[Point localization data]
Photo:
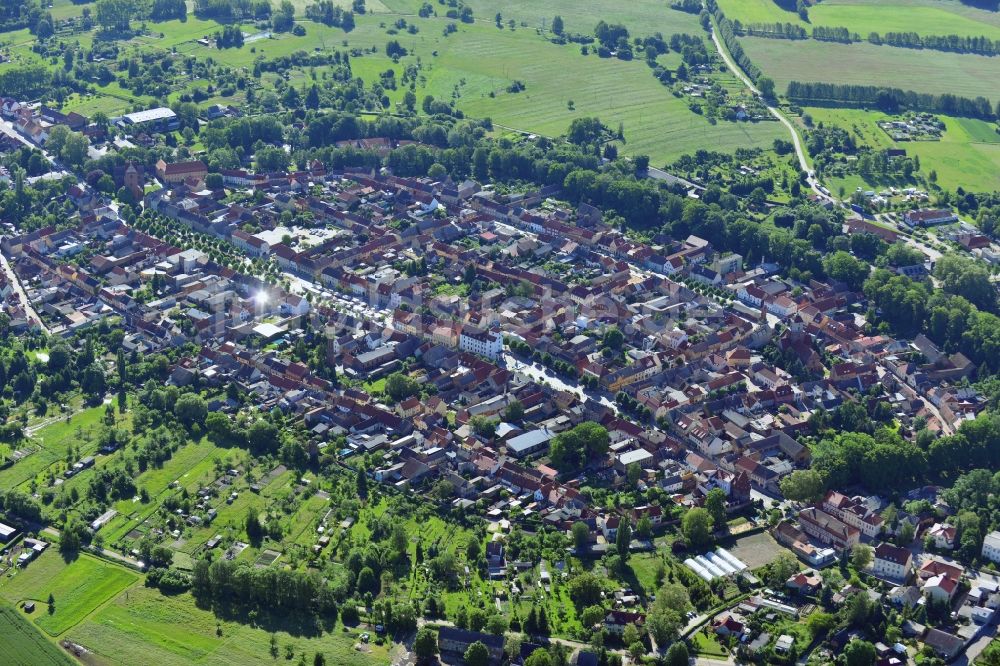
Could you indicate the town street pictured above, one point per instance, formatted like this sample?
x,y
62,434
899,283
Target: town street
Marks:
x,y
15,283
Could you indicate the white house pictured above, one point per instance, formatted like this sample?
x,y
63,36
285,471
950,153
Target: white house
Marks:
x,y
943,535
892,562
940,588
480,342
991,546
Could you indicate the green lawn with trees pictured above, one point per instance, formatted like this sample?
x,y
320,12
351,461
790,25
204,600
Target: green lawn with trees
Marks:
x,y
77,588
24,645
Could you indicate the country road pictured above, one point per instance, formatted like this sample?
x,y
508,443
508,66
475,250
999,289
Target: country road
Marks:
x,y
796,140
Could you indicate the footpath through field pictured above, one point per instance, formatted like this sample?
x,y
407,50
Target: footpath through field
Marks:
x,y
796,140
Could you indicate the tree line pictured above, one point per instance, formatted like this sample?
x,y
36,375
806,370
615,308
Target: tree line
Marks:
x,y
835,34
231,10
226,584
955,43
771,30
728,34
950,320
19,14
889,100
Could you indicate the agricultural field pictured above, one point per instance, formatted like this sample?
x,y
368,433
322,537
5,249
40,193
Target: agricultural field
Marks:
x,y
474,66
924,17
862,63
23,645
968,154
79,587
48,442
144,626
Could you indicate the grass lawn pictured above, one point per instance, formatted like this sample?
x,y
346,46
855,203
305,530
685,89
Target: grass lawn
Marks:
x,y
78,588
23,645
144,626
968,155
866,64
475,66
50,443
707,645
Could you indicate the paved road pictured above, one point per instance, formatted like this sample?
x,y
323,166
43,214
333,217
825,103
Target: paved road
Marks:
x,y
540,373
796,140
19,290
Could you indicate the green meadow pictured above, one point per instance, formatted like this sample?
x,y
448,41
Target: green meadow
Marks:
x,y
23,645
862,63
968,155
78,588
473,67
144,626
924,17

> Work task
Once the pictures are set aside, write out each record exactly.

> Response to this exercise
Photo:
Could you indicate the town street pictured above, one point per instance, formatted like this sample?
x,y
62,434
899,283
Target: town street
Marks:
x,y
15,283
Could you indicate the white house pictured above, one point per instance, formatted like this sample?
x,y
63,36
285,471
950,153
Target: white house
Marks:
x,y
943,535
892,562
940,588
480,342
991,546
Could you indicate the green lawn with trees pictured above, one point per instance, formatted like this sample?
x,y
320,12
351,461
790,25
204,600
Target: green lawn with trees
Marks:
x,y
77,588
24,645
Could you indicate the country road pictured above, one point per instance, formatted like this sample?
x,y
508,443
508,66
475,250
999,289
Target: country road
Marks:
x,y
796,140
Could you indicate the footpath through field pictured above, one point per instance, formatted like this sample?
x,y
407,50
Target: footpath through field
Marks:
x,y
796,140
Could you indicate the tree line pictured above, one point per instance, formatted like this sample?
x,y
36,375
806,370
615,308
Target: tree line
Marks:
x,y
835,34
231,10
226,584
955,43
771,30
728,34
950,320
19,14
889,100
Could you indicate the agricultural field pictured above, one point per instance, formatted like this sample?
x,y
368,433
322,537
5,249
40,193
Target: agricultural field
Marks:
x,y
474,66
924,17
862,63
23,645
968,154
79,587
48,442
144,626
Could you indicate the grass lawn pictured above, one point per instance, formatted like this sample?
x,y
346,46
855,203
305,530
685,89
Target: grass lawn
Marks:
x,y
78,588
23,645
144,626
968,155
866,64
475,66
50,443
707,645
Could you indicate the paved road pictured above, one point per instance, formatted like this sample?
x,y
323,166
43,214
333,217
825,103
Target: paved road
Marks:
x,y
540,373
796,140
19,290
Could you indicate the green meadow pictured above, one point per instance, formatted like this sample?
x,y
448,41
Target: green meadow
Marks:
x,y
23,645
862,63
968,155
78,588
473,67
144,626
924,17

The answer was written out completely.